**Written exercise**: How many lines in the records below contain the string "mossy", with uppercase and lowercase treated as different? Reply with the number alone.

**Provided records**:
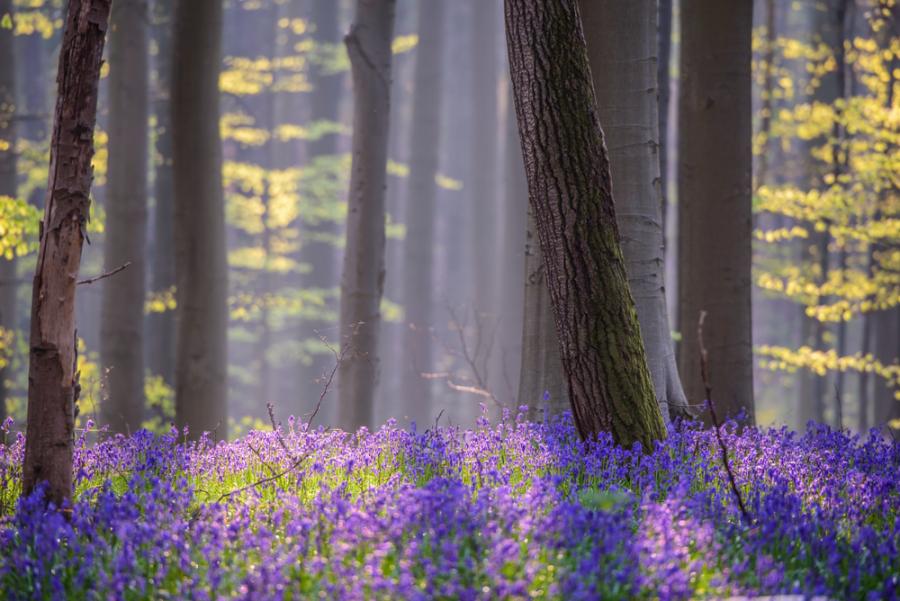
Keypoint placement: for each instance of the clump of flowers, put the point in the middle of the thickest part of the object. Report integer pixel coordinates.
(513, 510)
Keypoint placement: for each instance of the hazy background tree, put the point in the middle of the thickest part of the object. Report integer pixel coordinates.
(714, 208)
(201, 268)
(570, 192)
(122, 314)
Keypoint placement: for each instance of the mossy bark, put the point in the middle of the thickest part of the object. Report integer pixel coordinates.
(567, 166)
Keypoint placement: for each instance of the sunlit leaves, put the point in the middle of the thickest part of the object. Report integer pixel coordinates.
(18, 227)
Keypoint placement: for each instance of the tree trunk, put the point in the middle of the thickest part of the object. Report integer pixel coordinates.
(52, 377)
(514, 224)
(542, 381)
(664, 43)
(161, 326)
(122, 316)
(7, 186)
(425, 146)
(714, 208)
(201, 269)
(570, 193)
(622, 42)
(482, 179)
(322, 257)
(362, 283)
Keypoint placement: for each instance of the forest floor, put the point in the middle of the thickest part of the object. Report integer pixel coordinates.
(512, 510)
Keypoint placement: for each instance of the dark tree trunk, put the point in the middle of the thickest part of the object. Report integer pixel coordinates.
(714, 202)
(570, 192)
(362, 282)
(161, 326)
(122, 316)
(425, 146)
(621, 37)
(201, 269)
(52, 377)
(7, 185)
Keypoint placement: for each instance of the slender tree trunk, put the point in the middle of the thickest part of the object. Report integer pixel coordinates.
(714, 208)
(570, 193)
(664, 38)
(122, 316)
(482, 177)
(542, 381)
(514, 221)
(52, 377)
(322, 257)
(425, 146)
(161, 326)
(362, 285)
(622, 42)
(201, 269)
(7, 184)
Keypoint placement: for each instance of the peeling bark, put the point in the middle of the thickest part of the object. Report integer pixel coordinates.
(52, 376)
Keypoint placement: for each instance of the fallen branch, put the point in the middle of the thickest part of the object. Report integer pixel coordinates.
(103, 276)
(704, 373)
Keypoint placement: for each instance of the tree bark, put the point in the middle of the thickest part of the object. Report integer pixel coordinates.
(7, 185)
(201, 268)
(52, 377)
(570, 193)
(122, 314)
(542, 381)
(425, 146)
(322, 257)
(622, 42)
(714, 202)
(161, 326)
(482, 177)
(362, 283)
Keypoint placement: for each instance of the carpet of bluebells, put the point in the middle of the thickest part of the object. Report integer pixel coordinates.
(512, 510)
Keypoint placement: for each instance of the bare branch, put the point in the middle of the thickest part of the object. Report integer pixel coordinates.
(103, 276)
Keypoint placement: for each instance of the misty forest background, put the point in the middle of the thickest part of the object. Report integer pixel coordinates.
(463, 278)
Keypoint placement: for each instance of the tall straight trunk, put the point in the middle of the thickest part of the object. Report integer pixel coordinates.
(52, 376)
(886, 406)
(322, 257)
(542, 381)
(7, 184)
(201, 268)
(122, 314)
(482, 180)
(622, 42)
(514, 222)
(664, 41)
(571, 196)
(362, 283)
(425, 146)
(161, 326)
(714, 208)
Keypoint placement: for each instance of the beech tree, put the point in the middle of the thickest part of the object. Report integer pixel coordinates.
(570, 192)
(622, 45)
(201, 269)
(122, 314)
(52, 376)
(419, 247)
(362, 282)
(714, 208)
(7, 189)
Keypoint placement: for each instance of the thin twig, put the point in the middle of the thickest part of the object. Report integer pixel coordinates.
(102, 276)
(704, 373)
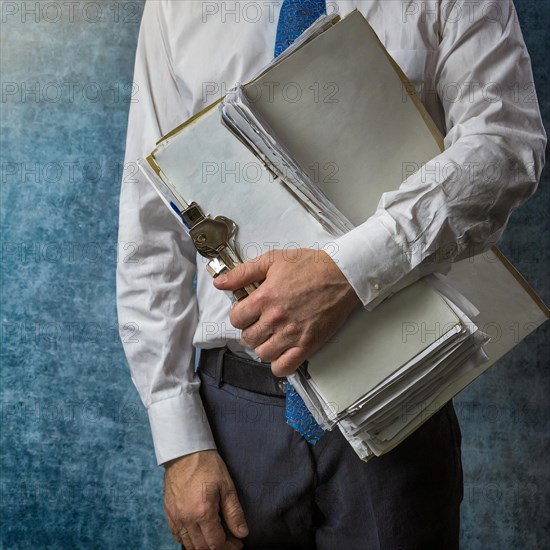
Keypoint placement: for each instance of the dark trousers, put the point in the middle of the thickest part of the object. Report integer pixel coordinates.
(322, 496)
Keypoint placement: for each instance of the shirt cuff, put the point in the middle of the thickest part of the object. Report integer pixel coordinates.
(179, 426)
(372, 258)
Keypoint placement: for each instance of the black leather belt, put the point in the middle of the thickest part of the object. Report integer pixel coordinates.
(247, 374)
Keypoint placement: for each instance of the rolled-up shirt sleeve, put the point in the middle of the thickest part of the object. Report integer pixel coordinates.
(459, 203)
(157, 306)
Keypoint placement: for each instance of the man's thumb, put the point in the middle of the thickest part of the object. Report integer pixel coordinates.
(244, 274)
(233, 514)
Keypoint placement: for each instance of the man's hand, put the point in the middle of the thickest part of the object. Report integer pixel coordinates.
(302, 302)
(198, 494)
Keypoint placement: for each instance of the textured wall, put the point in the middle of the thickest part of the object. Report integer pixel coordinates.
(77, 463)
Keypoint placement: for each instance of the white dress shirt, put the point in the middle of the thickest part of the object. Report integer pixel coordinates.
(469, 63)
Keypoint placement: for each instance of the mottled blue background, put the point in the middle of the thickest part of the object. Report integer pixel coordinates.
(78, 468)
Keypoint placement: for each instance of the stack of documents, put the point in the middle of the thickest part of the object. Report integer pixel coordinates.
(386, 371)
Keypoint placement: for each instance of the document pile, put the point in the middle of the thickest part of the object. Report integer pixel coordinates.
(386, 371)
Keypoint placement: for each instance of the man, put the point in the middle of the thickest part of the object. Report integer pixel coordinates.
(236, 472)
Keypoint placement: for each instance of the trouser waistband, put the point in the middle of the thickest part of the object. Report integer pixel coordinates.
(227, 368)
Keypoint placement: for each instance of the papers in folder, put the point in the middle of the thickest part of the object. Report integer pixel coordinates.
(388, 370)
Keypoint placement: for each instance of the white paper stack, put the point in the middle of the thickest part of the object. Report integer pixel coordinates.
(386, 371)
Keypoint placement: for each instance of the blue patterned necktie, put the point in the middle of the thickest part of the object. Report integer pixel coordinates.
(295, 17)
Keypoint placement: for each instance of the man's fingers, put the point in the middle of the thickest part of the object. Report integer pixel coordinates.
(191, 537)
(244, 274)
(270, 349)
(233, 514)
(213, 532)
(288, 361)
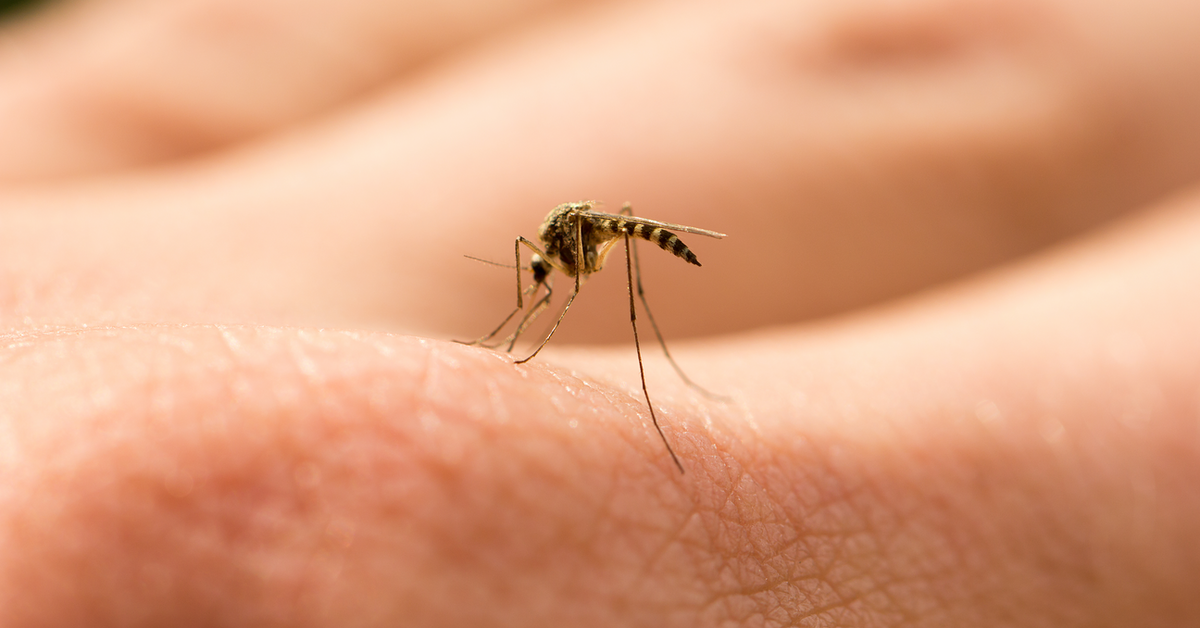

**Reply**: 1